Task objective:
Reproduce every one of the items below word for word, omitting the pictures from your copy.

Material to process:
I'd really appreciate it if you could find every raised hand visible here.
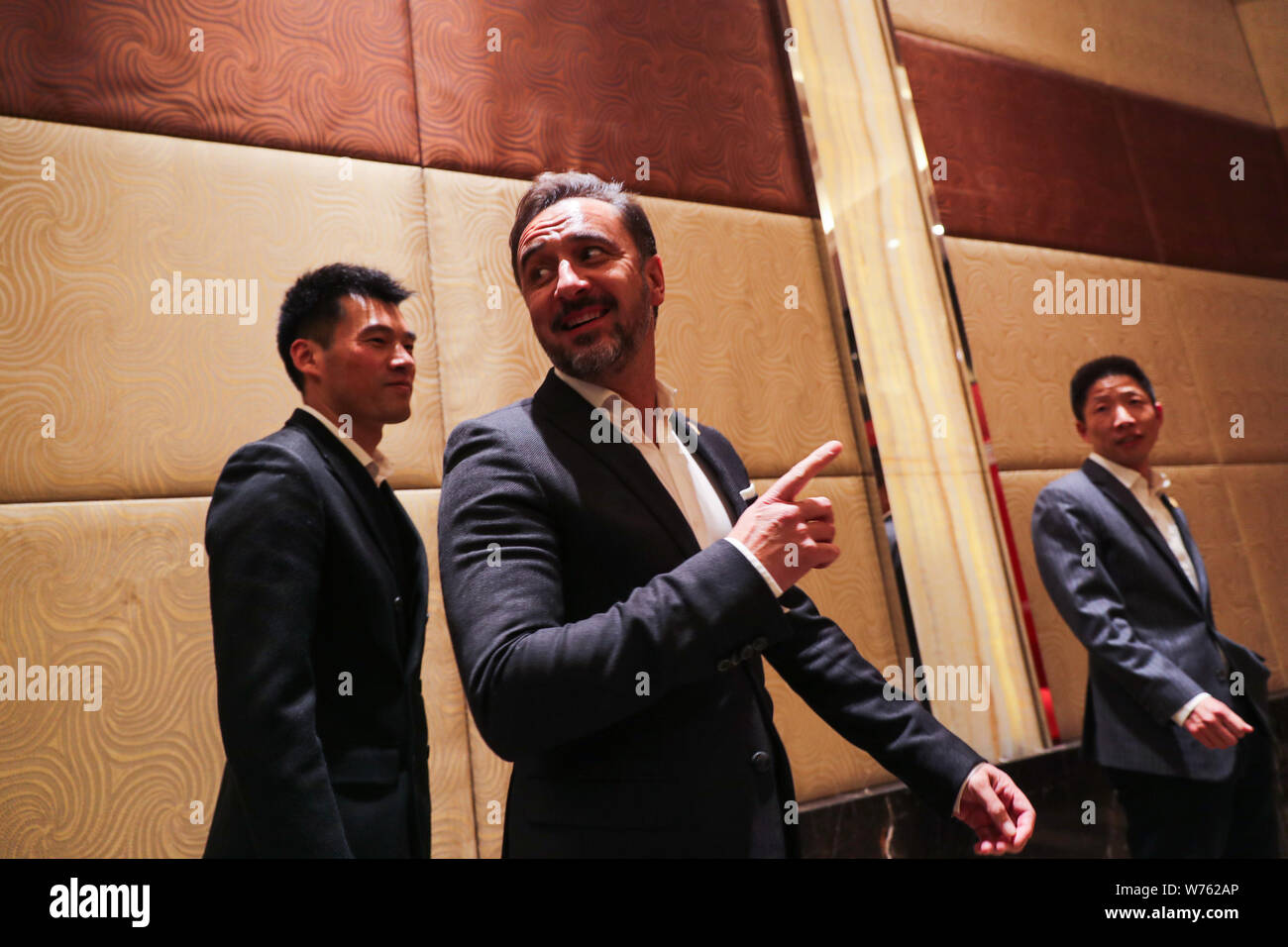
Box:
[729,441,841,591]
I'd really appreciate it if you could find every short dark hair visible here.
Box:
[1069,356,1158,421]
[277,263,412,391]
[510,171,657,288]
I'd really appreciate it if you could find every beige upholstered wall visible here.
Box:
[947,239,1288,738]
[0,126,898,857]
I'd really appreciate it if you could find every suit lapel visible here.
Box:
[1163,493,1212,608]
[287,408,406,575]
[532,369,699,558]
[1082,458,1203,608]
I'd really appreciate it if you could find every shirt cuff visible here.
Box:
[953,763,987,818]
[1172,690,1212,727]
[724,536,783,598]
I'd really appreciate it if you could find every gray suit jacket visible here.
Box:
[1033,459,1270,783]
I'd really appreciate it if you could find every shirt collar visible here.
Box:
[1091,451,1172,496]
[555,368,679,410]
[300,404,394,487]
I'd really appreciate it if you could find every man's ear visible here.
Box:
[291,339,322,382]
[644,254,666,305]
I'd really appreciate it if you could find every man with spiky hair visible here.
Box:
[206,263,429,858]
[438,172,1034,858]
[1033,356,1279,858]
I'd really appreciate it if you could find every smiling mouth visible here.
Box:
[563,305,608,333]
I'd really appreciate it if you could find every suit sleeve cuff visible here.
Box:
[940,763,984,818]
[724,536,783,598]
[1172,690,1212,727]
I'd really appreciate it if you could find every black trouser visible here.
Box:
[1104,717,1279,858]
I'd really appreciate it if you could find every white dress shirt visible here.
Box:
[300,404,394,487]
[555,368,783,598]
[1091,451,1211,727]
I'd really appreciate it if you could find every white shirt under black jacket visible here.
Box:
[555,368,984,815]
[1091,451,1211,727]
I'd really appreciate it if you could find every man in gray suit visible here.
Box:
[1033,356,1279,858]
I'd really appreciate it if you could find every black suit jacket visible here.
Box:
[206,410,429,857]
[1033,459,1270,783]
[438,372,982,857]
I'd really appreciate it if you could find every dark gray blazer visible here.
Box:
[206,410,429,858]
[1033,459,1270,781]
[438,372,980,857]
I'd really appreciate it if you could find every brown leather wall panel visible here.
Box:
[1116,95,1288,279]
[898,33,1288,278]
[0,119,443,502]
[898,33,1154,259]
[947,239,1288,471]
[0,0,420,163]
[411,0,815,215]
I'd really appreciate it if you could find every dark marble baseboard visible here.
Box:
[800,693,1288,858]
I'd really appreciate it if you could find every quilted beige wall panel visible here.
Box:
[398,489,478,858]
[425,168,860,476]
[1234,0,1288,129]
[1002,464,1288,740]
[1216,464,1288,688]
[471,476,899,858]
[755,476,902,804]
[0,119,442,502]
[0,497,224,858]
[1002,471,1087,740]
[0,491,476,858]
[1174,269,1288,464]
[947,239,1288,471]
[890,0,1271,125]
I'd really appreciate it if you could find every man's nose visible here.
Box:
[555,259,590,296]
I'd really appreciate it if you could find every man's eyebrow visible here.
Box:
[358,322,416,342]
[519,230,613,269]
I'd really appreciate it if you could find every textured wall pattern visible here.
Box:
[0,119,443,502]
[0,0,419,163]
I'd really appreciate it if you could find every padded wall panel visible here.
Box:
[0,497,223,858]
[411,0,815,215]
[1221,464,1288,688]
[425,170,860,476]
[398,489,478,858]
[890,0,1269,124]
[899,34,1155,259]
[947,239,1216,471]
[0,0,420,163]
[1234,0,1288,132]
[1117,95,1288,279]
[458,476,899,858]
[755,476,901,804]
[0,119,442,502]
[1002,464,1288,740]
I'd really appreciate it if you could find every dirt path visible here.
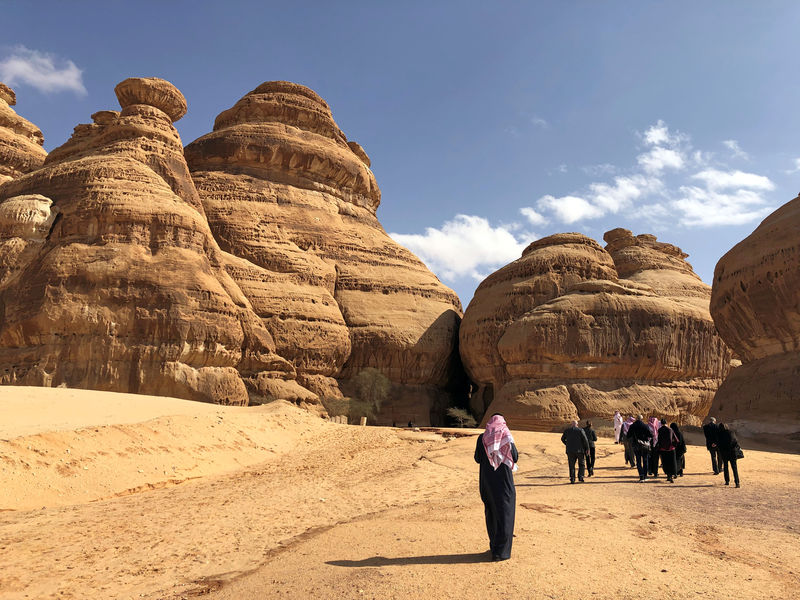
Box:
[0,400,800,599]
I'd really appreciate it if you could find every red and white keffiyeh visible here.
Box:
[483,415,519,472]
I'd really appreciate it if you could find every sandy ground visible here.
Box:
[0,388,800,599]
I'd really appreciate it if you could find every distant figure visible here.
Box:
[656,419,678,483]
[620,415,636,467]
[561,421,589,483]
[717,423,742,487]
[583,419,597,477]
[703,417,722,475]
[475,413,519,560]
[614,410,622,444]
[628,415,653,482]
[669,423,686,477]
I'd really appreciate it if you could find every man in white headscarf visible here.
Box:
[614,410,622,444]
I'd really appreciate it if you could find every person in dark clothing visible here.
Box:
[717,423,741,487]
[656,419,678,483]
[628,415,653,482]
[583,420,597,477]
[475,414,519,561]
[669,423,686,477]
[703,417,722,475]
[561,421,589,483]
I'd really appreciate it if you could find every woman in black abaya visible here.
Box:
[475,414,519,560]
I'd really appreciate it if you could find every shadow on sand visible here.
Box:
[325,551,492,567]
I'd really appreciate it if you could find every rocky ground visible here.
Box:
[0,388,800,599]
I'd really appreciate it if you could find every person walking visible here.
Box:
[561,421,589,483]
[717,423,742,487]
[620,415,636,468]
[656,419,678,483]
[628,415,653,482]
[475,413,519,561]
[648,417,661,477]
[614,410,622,444]
[583,419,597,477]
[703,417,722,475]
[669,423,686,477]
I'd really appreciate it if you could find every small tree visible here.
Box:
[447,406,477,427]
[351,367,392,419]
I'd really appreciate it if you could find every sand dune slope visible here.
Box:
[0,390,800,599]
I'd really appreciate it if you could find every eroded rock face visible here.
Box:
[0,79,304,405]
[460,229,730,429]
[0,83,47,185]
[711,196,800,433]
[185,81,461,423]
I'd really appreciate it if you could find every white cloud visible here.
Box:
[536,120,780,227]
[519,206,548,227]
[671,186,774,227]
[389,215,538,281]
[722,140,750,160]
[536,194,604,223]
[692,169,775,191]
[589,175,661,213]
[636,146,685,174]
[531,115,550,129]
[0,46,87,96]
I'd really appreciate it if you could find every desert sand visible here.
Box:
[0,387,800,599]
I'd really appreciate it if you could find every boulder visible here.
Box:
[711,196,800,433]
[460,229,730,430]
[0,79,295,405]
[185,81,461,424]
[0,83,47,185]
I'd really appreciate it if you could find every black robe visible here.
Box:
[475,434,519,560]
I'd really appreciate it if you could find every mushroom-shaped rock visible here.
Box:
[460,229,730,429]
[0,80,304,405]
[0,83,47,183]
[0,82,17,106]
[0,194,58,240]
[114,77,187,123]
[185,81,463,423]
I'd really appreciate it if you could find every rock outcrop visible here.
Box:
[0,83,47,185]
[185,81,461,424]
[460,229,730,429]
[711,196,800,434]
[0,78,300,405]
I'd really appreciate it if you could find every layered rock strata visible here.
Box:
[460,229,730,429]
[0,83,47,185]
[711,196,800,433]
[185,81,461,424]
[0,78,307,405]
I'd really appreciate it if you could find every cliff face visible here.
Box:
[460,229,730,429]
[711,196,800,433]
[0,83,47,184]
[0,79,296,404]
[185,81,461,423]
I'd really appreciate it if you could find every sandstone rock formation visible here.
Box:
[460,229,730,429]
[711,196,800,433]
[0,83,47,185]
[185,81,461,424]
[0,78,306,404]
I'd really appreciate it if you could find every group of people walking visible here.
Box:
[614,411,686,483]
[475,411,743,561]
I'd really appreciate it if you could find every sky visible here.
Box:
[0,0,800,308]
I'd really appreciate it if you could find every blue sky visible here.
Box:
[0,0,800,307]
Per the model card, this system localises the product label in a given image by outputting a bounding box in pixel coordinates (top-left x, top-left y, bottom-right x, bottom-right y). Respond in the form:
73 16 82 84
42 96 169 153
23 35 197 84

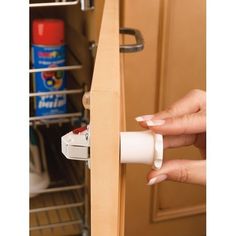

The result:
I'd really appreciate it if you could find every raised hand visible here.
Box:
[729,441,841,591]
I'd really appreciate it if you could find every short dark hair visible here.
Box:
[1069,356,1158,421]
[277,263,412,391]
[510,171,657,288]
I'd really appreciate it if you could find every beige upholstered wall visible here.
Box:
[947,239,1288,738]
[0,126,898,857]
I'd really appreciate it if you could find every suit lapel visible here.
Box:
[1163,493,1212,608]
[287,408,406,575]
[532,369,699,558]
[1082,458,1203,608]
I'd really appreciate it if you could find every shirt cuff visible here.
Box:
[953,763,987,818]
[1172,690,1212,727]
[724,536,783,598]
I'd really appreciate it if you could find every gray suit jacket visible here.
Box:
[1033,459,1270,783]
I'd really appreciate it if you could find every shirt collar visible here.
Box:
[1091,451,1172,496]
[555,368,679,410]
[300,404,394,487]
I'd really appreciate it if you could find every man's ear visible here.
Box:
[291,339,322,382]
[644,254,666,305]
I'd really appreciate it if you could find every man with spiky hair visible here.
Box:
[206,263,429,858]
[438,172,1034,858]
[1033,356,1279,858]
I'd really appreciate it if you could find every smiling mouth visible here.
Box:
[563,305,608,333]
I'd really appreciate it if you could find every suit sleeve cuff visible here.
Box:
[940,763,984,818]
[724,536,783,598]
[1172,690,1212,727]
I'd really appreciate it if you could find every black trouser visible here.
Box:
[1104,717,1279,858]
I'd really appreciate it if you could find every white dress shirt visible here.
Box:
[300,404,394,487]
[555,368,783,598]
[1091,451,1211,727]
I'd really appreciate it if you could find every white shirt under black jacket visible here.
Box:
[555,368,984,815]
[1091,451,1211,727]
I'd really appreciate it if you could find every man in gray suit visible here.
Box:
[1033,356,1279,858]
I'd really appreciate it if you could find every black suit jacket visible here.
Box:
[206,410,429,857]
[1033,459,1270,783]
[438,372,982,857]
I'd really appreciate it if you could find every dark gray blazer visible here.
Box:
[206,410,429,858]
[1033,459,1270,781]
[438,372,980,857]
I'd really appreciate it if you could find every brown leather wall panel visible here.
Box:
[1116,95,1288,279]
[898,33,1288,278]
[0,119,443,502]
[898,33,1154,259]
[947,239,1288,471]
[0,0,420,163]
[411,0,815,215]
I'd really appreciate it if you could find every dark marble baseboard visible here.
Box:
[800,693,1288,858]
I'd really appreciate it if you could find every quilted beige wall panel visible here.
Box:
[398,489,478,858]
[425,168,860,476]
[1234,0,1288,129]
[1002,464,1288,740]
[1216,464,1288,688]
[471,476,899,858]
[755,476,902,804]
[0,119,442,502]
[0,497,224,858]
[1002,471,1087,740]
[0,491,476,858]
[1174,269,1288,464]
[947,239,1288,471]
[890,0,1271,125]
I'd really appreciate it if you could find every man's nose visible here.
Box:
[555,259,590,296]
I'd really appreciate it if you could find every man's eyebrow visible here.
Box:
[358,322,416,342]
[519,230,613,269]
I'd really appreciate it if you could find every textured wall pattern visible here.
Box:
[0,119,443,502]
[0,0,419,163]
I'd really appreciate it if you could find every padded wall panel visible here.
Box:
[0,497,223,858]
[411,0,815,215]
[1221,464,1288,688]
[425,170,860,476]
[398,489,478,858]
[890,0,1269,124]
[899,34,1155,259]
[947,239,1216,471]
[0,0,420,163]
[1234,0,1288,132]
[1117,95,1288,279]
[458,476,899,858]
[755,476,901,804]
[0,119,442,502]
[1002,464,1288,740]
I'd really appreciate it if you could find every dirt path visible here.
Box:
[0,400,800,599]
I'd really appreciate it if you could find every red and white keffiyeh visible here.
Box:
[483,415,519,472]
I'd really appreciate it if you could find every sandy ground visible here.
Box:
[0,388,800,599]
I'd really appreciate it if you could find every distant figure visible here.
Box:
[656,419,678,483]
[620,415,636,467]
[561,421,589,483]
[717,423,742,487]
[583,419,597,477]
[703,417,722,475]
[475,413,519,560]
[614,410,622,444]
[628,415,653,482]
[669,423,686,477]
I'd really appreciate it if you could find every man in white headscarf visible here.
Box:
[614,410,622,444]
I'd really appreciate it if you could find every person in dark clothing visible here.
Box:
[717,423,741,487]
[656,419,678,483]
[628,415,653,482]
[583,420,597,477]
[475,414,519,561]
[669,423,686,477]
[703,417,722,475]
[561,421,589,483]
I'd really appreciate it if you could find every woman in black abaya visible here.
Box:
[475,414,519,560]
I'd really appreciate it if you could find every shadow on sand visible here.
Box:
[325,551,492,567]
I'd really appreciate it if you could find every rocky ground visible here.
Box:
[0,388,800,599]
I'd really appreciate it if you could find every person walking visible here.
Box:
[561,421,589,483]
[717,423,742,487]
[620,415,636,468]
[656,419,678,483]
[628,415,653,482]
[475,413,519,561]
[648,417,661,477]
[614,410,622,444]
[583,419,597,477]
[703,417,722,475]
[669,423,686,477]
I'd really appreciate it if you could find every small tree visible here.
Box:
[447,406,477,427]
[351,367,392,419]
I'd really appreciate it if you could find every sand dune slope visible here.
Box:
[0,390,800,599]
I'd really appreciate it if you could find every eroded rock face visible here.
Box:
[0,79,304,405]
[460,229,730,429]
[0,83,47,185]
[711,196,800,433]
[185,81,461,423]
I'd really appreciate it if you could find every white cloud visible here.
Box:
[536,120,780,227]
[519,206,548,227]
[671,186,774,227]
[389,215,538,281]
[722,140,750,160]
[536,194,604,223]
[692,169,775,191]
[589,175,661,213]
[636,146,685,174]
[531,115,550,129]
[0,46,87,96]
I'd really appreciate it if you could find every desert sand visible here.
Box:
[0,387,800,599]
I'd really appreciate it if you could find every boulder visible here.
Box:
[711,196,800,433]
[460,229,730,430]
[0,79,295,405]
[185,81,461,424]
[0,83,47,185]
I'd really appreciate it if you could find every black robe visible here.
Box:
[475,434,519,560]
I'd really appreciate it if you could find every mushroom-shaped rock visible here.
Box:
[460,229,730,429]
[0,80,304,405]
[0,83,47,183]
[0,82,17,106]
[0,194,58,240]
[114,77,187,123]
[185,81,463,423]
I'd really appreciate it if you could find every rock outcrop visible here.
Box:
[0,83,47,185]
[185,81,461,424]
[460,229,730,429]
[711,196,800,434]
[0,78,300,405]
I'd really appreciate it if you could find every layered rock strata visible here.
Box:
[460,229,730,429]
[0,83,47,185]
[711,196,800,433]
[185,81,461,424]
[0,78,307,405]
I'd really appreciate it if you could find every cliff face visible here.
Box:
[460,229,730,429]
[711,196,800,433]
[0,83,47,184]
[0,79,296,404]
[185,81,461,423]
I'd really appreciate it if you could find every sandstone rock formation visible here.
Box:
[460,229,730,429]
[711,196,800,433]
[0,83,47,185]
[185,81,461,424]
[0,78,306,404]
I'd really appreciate it if you could find every group of people walking visible here.
Box:
[614,411,686,483]
[475,411,743,561]
I'd really appreciate it if you could find every sky visible here.
Box:
[0,0,800,308]
I'd really appreciate it if you could find every blue sky visible here.
Box:
[0,0,800,307]
Per the model card, this system localises the product label in a given image by outputting a bounding box in pixel coordinates (top-left x, top-left y, bottom-right x, bottom-right y). Respond in the form:
73 16 82 84
42 96 169 153
23 35 197 84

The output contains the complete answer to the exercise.